_Reading text_.
____
If you are honestly trying to compare the stiffness of an F18 infusion to a Marstrom Tornado, you should see somebody and get your head checked.
Sincerely, somebody who has sailed and won on both.
Man, you Tornado guys have some wadded panties.

LOL, In other words superior construction is a minor thing and has no value. Sounds like a used car salesman but you sell Nacras right?
I'm in the camp that the Olympic boat should be made the best way possible like the Tornado was just because that did control costs. There were Tornado's that did multiple campaigns, I don't think the N17, (or even the Viper), would be up to that task. Both boats are built well, but they aren't a Marstrom Tornado as far as build quality goes. If you're replacing a $25k platform an average of once a year, thats more than double the cost of the T just on one campaign.
Just my $.02

“There's no way to work in these waters, where you are literally neck deep in faeces in some places, and not be afraid of the health effects.
Show me the Olympic athlete who's going to have the courage to get into waters like these,” ecology professor Ricardo Freitas told the AP."
http://www.sportbusiness.com/sportb...
Better stay on the boat then...
so are you pro a $50-60 N17 (or other brand) for Olympic class?
I agree - comparing the costs of a yester-year Tornado to a current modern boat is not apples to apples. A Marstrom Tornado built today would probably be closer to $40 or $50k before you start customizing and testing sail after sail (since sails were also open).
____
_Required actions_.
• a. According to the forum thread, about how much would a Marstrom Tornado built today cost before customizing and sail testing?
• b. Reproduce the forum thread word for word, everything from "LOL, In other" down to "the health effects.".
• c. Decide whether each statement agrees with the forum thread, answering yes or no and quoting the deciding words:
(i) Some Tornados were used for more than one campaign.
(ii) Tornado sails were restricted to a single design.
(iii) Ricardo Freitas made his remarks to Reuters.
The material that comes next is from a separate source and is unrelated to the forum thread.
____
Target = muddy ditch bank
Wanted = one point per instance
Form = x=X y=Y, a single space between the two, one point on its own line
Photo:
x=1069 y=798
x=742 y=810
____
_Solutions below_.
• a. Probably closer to $40 or $50k.

• b.
LOL, In other words superior construction is a minor thing and has no value. Sounds like a used car salesman but you sell Nacras right?
I'm in the camp that the Olympic boat should be made the best way possible like the Tornado was just because that did control costs. There were Tornado's that did multiple campaigns, I don't think the N17, (or even the Viper), would be up to that task. Both boats are built well, but they aren't a Marstrom Tornado as far as build quality goes. If you're replacing a $25k platform an average of once a year, thats more than double the cost of the T just on one campaign.
Just my $.02

“There's no way to work in these waters, where you are literally neck deep in faeces in some places, and not be afraid of the health effects.

• c.
(i) Yes: "There were Tornado's that did multiple campaigns"
(ii) No: "since sails were also open"
(iii) No: "ecology professor Ricardo Freitas told the AP."